───── Passage to read ─────

Re: [Spark Structured Streaming] How to delete old data that was created by Spark Structured Streaming?

Andrei L Tue, 03 Dec 2024 15:25:31 -0800

Hello!

We are facing the same issue.

Could you please elaborate on how to clean up WALs/delete irrelevant
partitions when SSS job is stopped?
Direct usage of FileStreamSinkLog in the mentioned StackOverflow question
looks "hacky".
Moreover workaround provided in SO question uses
FileStreamSinkLog.DELETE_ACTION constant which is not available since SPARK
3.1 (https://issues.apache.org/jira/browse/SPARK-32648) and code that
handles "delete" action string literal is also removed.

File sink's retention option looks promising but operates on files+batches
level, not partitions.

This task looks like the most basic housekeeping for streaming jobs. Can't
SSS handle it?

Also after examining the internals of _spark_metadata I think it's a really
bad idea to store absolute paths inside the output folder and use it on the
read code path. It prevents renaming folders. Had to mention hdfs cluster
name is just a logical name and on reading path different clients can have
distinct names for the same HDFS cluster. Users can even access the same
dataset in the same hdfs cluster over different protocols
hdfs/httpfs/webhdfs etc.

───── The input ─────

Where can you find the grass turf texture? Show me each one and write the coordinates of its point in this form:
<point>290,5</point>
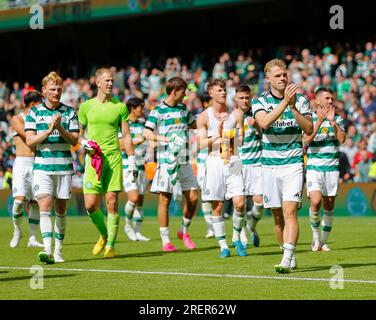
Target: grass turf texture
<point>352,242</point>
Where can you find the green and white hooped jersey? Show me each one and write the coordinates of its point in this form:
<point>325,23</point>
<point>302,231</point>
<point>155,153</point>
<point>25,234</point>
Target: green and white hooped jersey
<point>136,129</point>
<point>282,141</point>
<point>323,151</point>
<point>52,156</point>
<point>167,120</point>
<point>251,151</point>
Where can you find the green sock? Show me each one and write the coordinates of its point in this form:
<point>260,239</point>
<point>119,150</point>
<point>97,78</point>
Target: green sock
<point>113,226</point>
<point>98,220</point>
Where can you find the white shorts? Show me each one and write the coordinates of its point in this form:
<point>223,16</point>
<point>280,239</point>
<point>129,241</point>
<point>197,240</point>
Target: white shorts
<point>162,180</point>
<point>200,175</point>
<point>58,186</point>
<point>22,181</point>
<point>324,181</point>
<point>282,184</point>
<point>222,181</point>
<point>252,176</point>
<point>139,185</point>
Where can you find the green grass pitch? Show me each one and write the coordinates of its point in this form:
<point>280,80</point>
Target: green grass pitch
<point>153,274</point>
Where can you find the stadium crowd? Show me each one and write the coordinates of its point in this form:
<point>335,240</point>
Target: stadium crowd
<point>349,72</point>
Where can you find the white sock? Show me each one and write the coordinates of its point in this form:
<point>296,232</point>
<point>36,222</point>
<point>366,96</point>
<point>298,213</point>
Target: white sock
<point>248,217</point>
<point>60,225</point>
<point>257,213</point>
<point>238,219</point>
<point>138,218</point>
<point>220,231</point>
<point>129,210</point>
<point>17,216</point>
<point>327,224</point>
<point>185,223</point>
<point>206,208</point>
<point>34,219</point>
<point>46,230</point>
<point>165,235</point>
<point>288,252</point>
<point>314,218</point>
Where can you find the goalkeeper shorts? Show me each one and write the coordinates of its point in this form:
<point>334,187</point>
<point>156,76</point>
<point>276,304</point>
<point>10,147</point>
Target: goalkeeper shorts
<point>111,176</point>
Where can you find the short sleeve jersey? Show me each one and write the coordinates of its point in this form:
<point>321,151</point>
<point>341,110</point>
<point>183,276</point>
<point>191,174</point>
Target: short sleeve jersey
<point>136,129</point>
<point>167,120</point>
<point>250,152</point>
<point>52,156</point>
<point>323,151</point>
<point>282,141</point>
<point>103,121</point>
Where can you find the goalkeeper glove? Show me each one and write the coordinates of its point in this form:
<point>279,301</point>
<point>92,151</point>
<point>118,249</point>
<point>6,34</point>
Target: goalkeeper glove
<point>85,144</point>
<point>132,173</point>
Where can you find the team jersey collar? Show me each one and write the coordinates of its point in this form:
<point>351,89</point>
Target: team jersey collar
<point>169,106</point>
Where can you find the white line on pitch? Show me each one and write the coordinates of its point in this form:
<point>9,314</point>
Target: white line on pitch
<point>192,274</point>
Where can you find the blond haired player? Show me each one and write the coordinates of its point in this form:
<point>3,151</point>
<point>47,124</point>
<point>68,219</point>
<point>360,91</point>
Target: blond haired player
<point>52,127</point>
<point>323,166</point>
<point>23,176</point>
<point>283,114</point>
<point>221,132</point>
<point>101,117</point>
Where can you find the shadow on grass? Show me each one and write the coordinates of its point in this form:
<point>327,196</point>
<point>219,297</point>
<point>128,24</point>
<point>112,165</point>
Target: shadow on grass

─────

• _To-do list_:
1. Pick out every line in the entries above that contains the string "team", and treat uppercase and lowercase as different.
2. Extend the mailing list post about deleting old Spark Structured Streaming data, starting right after its last sentence.

• _Answers to each task_:
1.
Where can you find the team jersey collar? Show me each one and write the coordinates of its point in this form:
Target: team jersey collar

2.
Sincerely, Andrei Lopukhov.

вт, 3 дек. 2024 г. в 22:41, Mich Talebzadeh <mich.talebza...@gmail.com>:

> Yes but your SSS job has to be stopped gracefully.
>
> Originally I raised this SPIP request
>
> https://issues.apache.org/jira/browse/SPARK-42485
>
> Then I requested "Adding pause() method to
> pyspark.sql.streaming.StreamingQuery"
>
> I believe they are still open.
>
> HTH
> Mich Talebzadeh,
>
> Architect | Data Science | Financial Crime | GDPR & Compliance Specialist
> PhD <https://en.wikipedia.org/wiki/Doctor_of_Philosophy> Imperial College
> London <https://en.wikipedia.org/wiki/Imperial_College_London>
> London, United Kingdom
>
>
>    view my Linkedin profile
> <https://www.linkedin.com/in/mich-talebzadeh-ph-d-5205b2/>
>
>
>  https://en.everybodywiki.com/Mich_Talebzadeh
>
>
>
> *Disclaimer:* The information provided is correct to the best of my
> knowledge but of course cannot be guaranteed . It is essential to note
> that, as with any advice, quote "one test result is worth one-thousand
> expert opinions (Werner  <https://en.wikipedia.org/wiki/Wernher_von_Braun>Von
> Braun <https://en.wikipedia.org/wiki/Wernher_von_Braun>)".
>
>
> ‪On Tue, 3 Dec 2024 at 18:33, ‫"Yuri Oleynikov (‫יורי אולייניקוב‬‎)"‬‎ <
> yur...@gmail.com> wrote:‬
>
>> Hi Yegor
>> If your are not using Delta format (eg avro/json/parquet/csv/etc) then
>> you have two options
>> #1 cleanup WAL files (afaik it’s named _metadata folder insider your data
>> folder) which requires that SSS job has to be stopped before you are
>> cleaning the WAL.
>> #2 you can use foreachBatch for write your data but then your SSS will
>> not be exactly once but at least once
>>
>> Best regards
>>
>> On 3 Dec 2024, at 17:07, Дубинкин Егор <dubinkine...@gmail.com> wrote:
>>
>> 
>> Hello Community,
>>
>> I need to delete old src data created by Spark Structured Streaming.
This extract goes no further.